- WRITTEN REQUEST:
In every record below, change "spatial audio cue generator" to "audio layout engine" and keep everything else the same.

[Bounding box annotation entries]
=====

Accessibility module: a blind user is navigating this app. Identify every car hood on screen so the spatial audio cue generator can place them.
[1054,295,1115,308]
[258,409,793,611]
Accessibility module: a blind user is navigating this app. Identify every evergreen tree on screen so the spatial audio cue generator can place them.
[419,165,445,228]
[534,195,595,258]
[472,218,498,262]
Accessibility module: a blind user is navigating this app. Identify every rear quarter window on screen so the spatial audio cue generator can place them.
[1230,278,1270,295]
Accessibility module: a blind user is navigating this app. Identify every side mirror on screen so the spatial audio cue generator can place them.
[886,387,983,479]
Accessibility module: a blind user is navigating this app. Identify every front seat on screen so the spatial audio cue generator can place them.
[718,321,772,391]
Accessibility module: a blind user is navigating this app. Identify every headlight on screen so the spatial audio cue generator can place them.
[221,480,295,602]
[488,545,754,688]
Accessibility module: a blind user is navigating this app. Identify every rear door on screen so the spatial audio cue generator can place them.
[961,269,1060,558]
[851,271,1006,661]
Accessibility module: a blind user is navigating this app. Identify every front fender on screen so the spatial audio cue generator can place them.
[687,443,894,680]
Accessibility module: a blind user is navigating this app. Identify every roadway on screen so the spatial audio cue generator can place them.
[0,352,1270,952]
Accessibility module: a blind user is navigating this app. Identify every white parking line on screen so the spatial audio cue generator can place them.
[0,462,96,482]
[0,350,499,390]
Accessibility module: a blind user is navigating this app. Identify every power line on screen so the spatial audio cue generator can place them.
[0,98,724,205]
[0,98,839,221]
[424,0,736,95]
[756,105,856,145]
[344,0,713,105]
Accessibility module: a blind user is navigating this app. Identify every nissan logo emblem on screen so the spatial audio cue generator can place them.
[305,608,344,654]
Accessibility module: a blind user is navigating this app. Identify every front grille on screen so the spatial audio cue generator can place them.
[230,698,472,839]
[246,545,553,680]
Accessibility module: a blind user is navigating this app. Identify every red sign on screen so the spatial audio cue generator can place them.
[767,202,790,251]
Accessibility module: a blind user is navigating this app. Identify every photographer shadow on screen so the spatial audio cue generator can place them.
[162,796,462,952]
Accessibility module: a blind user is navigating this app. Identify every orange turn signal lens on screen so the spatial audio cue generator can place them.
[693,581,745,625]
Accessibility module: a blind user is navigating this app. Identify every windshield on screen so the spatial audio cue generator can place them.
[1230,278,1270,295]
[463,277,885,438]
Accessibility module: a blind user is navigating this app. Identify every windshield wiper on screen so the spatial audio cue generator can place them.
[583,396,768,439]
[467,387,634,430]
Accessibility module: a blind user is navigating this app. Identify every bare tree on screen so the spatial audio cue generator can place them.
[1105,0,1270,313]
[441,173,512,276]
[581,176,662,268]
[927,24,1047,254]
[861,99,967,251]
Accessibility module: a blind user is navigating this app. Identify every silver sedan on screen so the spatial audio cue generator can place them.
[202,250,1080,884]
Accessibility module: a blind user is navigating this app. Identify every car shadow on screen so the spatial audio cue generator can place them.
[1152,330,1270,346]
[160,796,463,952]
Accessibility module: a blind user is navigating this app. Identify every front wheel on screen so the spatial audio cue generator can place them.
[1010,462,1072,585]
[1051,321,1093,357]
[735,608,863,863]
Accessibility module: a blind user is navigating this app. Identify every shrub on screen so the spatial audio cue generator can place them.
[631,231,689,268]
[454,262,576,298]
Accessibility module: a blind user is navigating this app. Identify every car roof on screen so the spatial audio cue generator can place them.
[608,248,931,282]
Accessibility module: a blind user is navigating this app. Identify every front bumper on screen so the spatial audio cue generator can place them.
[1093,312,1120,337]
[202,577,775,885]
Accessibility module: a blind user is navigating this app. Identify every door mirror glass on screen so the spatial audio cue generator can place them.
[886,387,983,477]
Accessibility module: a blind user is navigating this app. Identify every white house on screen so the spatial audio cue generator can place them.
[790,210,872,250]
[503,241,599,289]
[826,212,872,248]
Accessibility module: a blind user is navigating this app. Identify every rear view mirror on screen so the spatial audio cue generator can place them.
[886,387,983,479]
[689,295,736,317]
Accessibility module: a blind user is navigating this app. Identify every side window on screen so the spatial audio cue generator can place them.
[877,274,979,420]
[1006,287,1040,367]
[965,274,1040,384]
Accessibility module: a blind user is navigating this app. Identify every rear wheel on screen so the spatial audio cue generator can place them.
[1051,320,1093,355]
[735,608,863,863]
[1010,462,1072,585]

=====

- EXERCISE RESULT:
Accessibility module: a blind user is navigating this app. Identify every car hood on screen so the audio layout engine can place them.
[1054,295,1115,308]
[258,409,793,611]
Accessibility module: a blind user is navigating this app. Identify every evergreen tree on screen so the audio layout engine can place them.
[419,165,445,228]
[534,195,595,258]
[472,218,498,262]
Accessibility module: a blind user is navigating this app. Identify every rear quarter window on screen so the audio layout engine can place them.
[1230,278,1270,295]
Accessibility module: a blind user is navigating this app. Identify every side mirror on screen so the audio layout engine can place them.
[886,387,983,479]
Accessibility module: a blind user is navigating this app. Identify every front seat on screen so the audio layout engine can place them.
[718,321,772,391]
Accessibility module: a blind user is navigating this app. Identify every headlight on screen so the audio layout engine can place them.
[221,480,295,602]
[488,545,754,688]
Accessibility module: a blind user is navigating this app. Identify every rear door on screen so the audio layout engine can place them.
[961,269,1060,558]
[851,271,1006,661]
Accessibility module: a blind user is navigating this app. Identify every front fender on screen so the audio layout engine can place them.
[687,443,894,680]
Accessibility module: a blind user is navigating this app. Identify every roadway on screen so the audio layout engine can place them.
[0,352,1270,952]
Accessibility module: a blind user is navigating this app. Identify every white parking line on screen so the audio layout engine can place them.
[0,462,96,482]
[0,350,499,390]
Accessibility module: a blind user is navigating this app. Identify every power line on screen so the audio layout engine can place them.
[0,98,724,205]
[0,98,839,221]
[424,0,736,95]
[756,105,856,145]
[344,0,713,105]
Accessibility module: a blind user is navigating this app. Identify every nissan logo emblem on screen so the audio layout engine can place them.
[305,608,344,654]
Accessibility module: a blind user is navigating this app. Identify every front grille on screen so the audio layout engine can place them.
[230,698,472,839]
[246,545,553,680]
Accessibility module: a blind user is navigating this app. Identify every red sign on screen so the audio layout engine can place them.
[767,202,790,251]
Accessibility module: a blind user is navigating this app. Identify every photographer shadow on screen so the audio layout engine can place them.
[162,796,462,952]
Accessibility module: a blind user is navigating this app. Identify every orange turn signal lens on screen so the audio layout engine can place them.
[693,581,745,625]
Accessibility module: a blind user is navigating this app. Identify every windshield on screen so the audio layout engine can place them.
[1230,278,1270,295]
[463,277,885,438]
Accessibility module: a blind user is navigating this app. Identify every windshield wiper on screen so the audio layout engine can place them.
[583,396,768,439]
[467,387,634,430]
Accessibility module: a blind user is navigating this app. Identify every bare tree on screen so the audio layout engine can place them.
[1105,0,1270,313]
[441,173,512,276]
[581,176,662,268]
[927,24,1047,254]
[861,99,967,251]
Accessibility module: a blind user is navigating this app. Identify every silver sedan on screen so the audio layout engine can place them.
[202,250,1080,884]
Accessibility module: a blind user is navigating this app. Identify every car shadow on screen so the audio layout engine can place them.
[1152,330,1270,346]
[160,796,463,952]
Accessibility module: a blind user is navigating this app. Identify every front wheel on screen so the audio layout engine can place them.
[1010,462,1072,585]
[1051,321,1093,357]
[735,608,863,863]
Accessibility module: a blind user is navigating this app. Identify every shrub on screen so the audio layout engine can place them.
[631,231,689,268]
[454,262,576,298]
Accessibility module: a blind user is navigating this app. Identify every car roof on screen so the audio layout engine can place them.
[608,248,931,282]
Accessibility module: a blind user is navigating this app. Identify every front bumper on screen so the audio layout engine can place them.
[1093,312,1120,337]
[202,577,775,885]
Accessibility module: a blind user is navigating this app. Identify every door mirror glass on screen so the audio layout engine can place them.
[886,387,983,477]
Accessibility module: a blind user is navigating this app. Identify every white house on screen so the audio layout engine can place them.
[790,210,872,250]
[503,241,599,289]
[826,212,872,248]
Accessibility module: a blind user is navigating this app. Identify every rear view mirror on screen so the audio layout engine can place them.
[886,387,983,479]
[689,295,736,317]
Accessibility module: a blind user is navigating this app. Identify every side window on screen so the audio layout engine can place them.
[877,274,979,420]
[1006,287,1040,367]
[965,274,1040,384]
Accessibility module: a blind user is navigating this app. Identify every rear wheel on screen so the audio layout engine can place them.
[1051,320,1093,355]
[735,608,863,863]
[1010,462,1072,585]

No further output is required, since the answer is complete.